* **WHAT IS REQUIRED**:
Please put the lines of the listing below, from the line containing "For every instance of the young woman" through the end of the listing (both ends included), into a JSON list of strings with one string per line. Leave out any blank lines.

* **DATA ROWS**:
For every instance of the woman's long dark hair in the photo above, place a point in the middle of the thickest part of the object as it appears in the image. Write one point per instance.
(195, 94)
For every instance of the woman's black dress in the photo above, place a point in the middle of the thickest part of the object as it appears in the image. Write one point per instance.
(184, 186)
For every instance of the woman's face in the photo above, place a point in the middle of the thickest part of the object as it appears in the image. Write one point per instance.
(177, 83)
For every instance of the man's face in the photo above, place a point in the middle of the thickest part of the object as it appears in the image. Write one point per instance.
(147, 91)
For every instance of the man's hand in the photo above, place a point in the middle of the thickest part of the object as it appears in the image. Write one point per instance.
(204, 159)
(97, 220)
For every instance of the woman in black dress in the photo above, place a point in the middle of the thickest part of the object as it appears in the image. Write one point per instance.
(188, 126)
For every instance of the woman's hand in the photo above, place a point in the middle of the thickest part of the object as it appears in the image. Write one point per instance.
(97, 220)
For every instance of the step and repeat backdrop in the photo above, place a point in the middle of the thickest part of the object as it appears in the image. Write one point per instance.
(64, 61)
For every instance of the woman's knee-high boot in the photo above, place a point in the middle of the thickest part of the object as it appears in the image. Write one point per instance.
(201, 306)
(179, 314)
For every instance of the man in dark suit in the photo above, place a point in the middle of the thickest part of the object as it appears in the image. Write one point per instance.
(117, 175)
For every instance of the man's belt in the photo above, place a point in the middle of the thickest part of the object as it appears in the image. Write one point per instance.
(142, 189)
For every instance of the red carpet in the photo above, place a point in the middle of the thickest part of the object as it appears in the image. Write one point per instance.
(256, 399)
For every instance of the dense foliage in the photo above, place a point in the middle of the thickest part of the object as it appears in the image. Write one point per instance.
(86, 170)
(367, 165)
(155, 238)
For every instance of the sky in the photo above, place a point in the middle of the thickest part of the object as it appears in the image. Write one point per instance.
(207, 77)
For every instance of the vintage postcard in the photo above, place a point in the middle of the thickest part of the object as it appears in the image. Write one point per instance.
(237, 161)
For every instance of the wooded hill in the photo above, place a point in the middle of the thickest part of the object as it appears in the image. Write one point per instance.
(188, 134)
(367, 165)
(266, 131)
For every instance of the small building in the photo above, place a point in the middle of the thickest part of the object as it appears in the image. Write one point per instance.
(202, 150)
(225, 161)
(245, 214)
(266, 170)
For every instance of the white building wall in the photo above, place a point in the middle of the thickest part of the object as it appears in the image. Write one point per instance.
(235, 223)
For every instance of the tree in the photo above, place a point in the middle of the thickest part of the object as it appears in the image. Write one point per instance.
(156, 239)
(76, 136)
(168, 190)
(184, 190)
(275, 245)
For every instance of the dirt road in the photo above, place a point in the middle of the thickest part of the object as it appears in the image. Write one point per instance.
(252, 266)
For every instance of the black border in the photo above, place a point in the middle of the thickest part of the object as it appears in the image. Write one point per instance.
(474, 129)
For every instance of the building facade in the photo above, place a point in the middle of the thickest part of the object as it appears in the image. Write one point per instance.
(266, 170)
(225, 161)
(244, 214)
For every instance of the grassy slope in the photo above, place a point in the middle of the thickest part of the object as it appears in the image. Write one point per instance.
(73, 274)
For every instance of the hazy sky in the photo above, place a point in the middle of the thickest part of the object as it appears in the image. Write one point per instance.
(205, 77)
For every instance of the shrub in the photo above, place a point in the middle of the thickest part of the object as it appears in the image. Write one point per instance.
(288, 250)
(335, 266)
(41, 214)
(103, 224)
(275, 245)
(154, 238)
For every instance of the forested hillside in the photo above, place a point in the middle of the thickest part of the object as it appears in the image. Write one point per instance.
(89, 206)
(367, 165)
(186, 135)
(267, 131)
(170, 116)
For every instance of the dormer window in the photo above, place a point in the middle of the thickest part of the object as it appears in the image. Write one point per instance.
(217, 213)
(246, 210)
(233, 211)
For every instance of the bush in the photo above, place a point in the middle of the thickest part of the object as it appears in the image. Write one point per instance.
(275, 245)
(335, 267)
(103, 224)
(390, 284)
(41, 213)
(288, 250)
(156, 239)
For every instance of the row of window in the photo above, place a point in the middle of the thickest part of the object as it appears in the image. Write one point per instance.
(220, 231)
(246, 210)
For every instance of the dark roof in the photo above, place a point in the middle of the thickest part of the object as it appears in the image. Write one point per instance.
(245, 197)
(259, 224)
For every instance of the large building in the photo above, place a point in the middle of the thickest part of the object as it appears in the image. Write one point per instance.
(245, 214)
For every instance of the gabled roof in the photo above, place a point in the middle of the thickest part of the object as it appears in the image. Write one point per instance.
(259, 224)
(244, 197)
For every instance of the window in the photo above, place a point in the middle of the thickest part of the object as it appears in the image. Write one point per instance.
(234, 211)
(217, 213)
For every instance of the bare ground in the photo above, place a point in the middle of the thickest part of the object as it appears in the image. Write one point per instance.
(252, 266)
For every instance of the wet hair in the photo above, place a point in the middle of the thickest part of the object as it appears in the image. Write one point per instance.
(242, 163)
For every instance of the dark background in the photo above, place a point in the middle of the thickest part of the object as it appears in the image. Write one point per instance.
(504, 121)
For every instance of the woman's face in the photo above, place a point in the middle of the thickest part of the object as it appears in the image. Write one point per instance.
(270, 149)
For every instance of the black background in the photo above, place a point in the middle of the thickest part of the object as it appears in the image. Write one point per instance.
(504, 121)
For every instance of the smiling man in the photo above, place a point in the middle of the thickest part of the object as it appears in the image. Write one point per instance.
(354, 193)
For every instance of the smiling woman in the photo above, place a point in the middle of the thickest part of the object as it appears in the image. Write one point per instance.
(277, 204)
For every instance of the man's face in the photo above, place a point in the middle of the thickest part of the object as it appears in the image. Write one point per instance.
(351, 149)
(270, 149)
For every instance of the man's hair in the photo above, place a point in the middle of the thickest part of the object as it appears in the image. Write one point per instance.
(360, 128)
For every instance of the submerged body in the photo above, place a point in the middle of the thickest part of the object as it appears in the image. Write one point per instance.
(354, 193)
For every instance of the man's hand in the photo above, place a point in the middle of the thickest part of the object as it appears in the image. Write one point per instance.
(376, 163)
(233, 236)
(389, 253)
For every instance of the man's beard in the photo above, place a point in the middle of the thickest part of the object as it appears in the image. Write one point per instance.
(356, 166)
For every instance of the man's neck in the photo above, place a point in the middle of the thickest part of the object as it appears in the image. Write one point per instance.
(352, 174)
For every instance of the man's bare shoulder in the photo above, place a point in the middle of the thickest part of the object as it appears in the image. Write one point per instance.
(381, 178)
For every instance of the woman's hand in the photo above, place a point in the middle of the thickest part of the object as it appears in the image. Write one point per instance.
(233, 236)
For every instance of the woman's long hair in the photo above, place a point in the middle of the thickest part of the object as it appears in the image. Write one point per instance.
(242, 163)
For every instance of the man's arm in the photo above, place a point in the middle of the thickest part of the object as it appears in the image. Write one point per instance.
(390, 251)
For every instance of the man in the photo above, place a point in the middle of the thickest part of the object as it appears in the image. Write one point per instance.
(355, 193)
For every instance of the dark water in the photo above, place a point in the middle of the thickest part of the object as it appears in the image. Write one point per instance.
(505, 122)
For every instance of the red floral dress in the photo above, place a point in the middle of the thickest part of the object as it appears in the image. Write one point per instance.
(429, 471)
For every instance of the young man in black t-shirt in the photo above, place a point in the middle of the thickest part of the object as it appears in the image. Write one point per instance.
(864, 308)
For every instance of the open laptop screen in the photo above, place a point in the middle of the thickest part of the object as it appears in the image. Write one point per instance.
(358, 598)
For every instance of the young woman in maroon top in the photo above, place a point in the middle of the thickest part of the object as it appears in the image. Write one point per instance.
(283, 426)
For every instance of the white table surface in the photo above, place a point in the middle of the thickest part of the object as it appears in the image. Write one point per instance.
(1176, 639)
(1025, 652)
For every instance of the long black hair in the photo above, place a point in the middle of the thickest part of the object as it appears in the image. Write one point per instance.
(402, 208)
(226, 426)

* **REPLY**:
[
  "For every instance of the young woman in maroon top in the photo above, place a point in the middle of the thickest part of the object as it appears in the image. Write one point per instance.",
  "(283, 426)",
  "For every instance of the white table surface in the photo above, place a point in the middle of the thickest part of the object as it appears in the image. Write one point per instance.",
  "(1176, 639)",
  "(1025, 652)",
  "For every instance of the long black hair in the photo above, place a point in the middle of the thickest part of the object as it appears in the image. Write one point per instance.",
  "(402, 208)",
  "(226, 426)"
]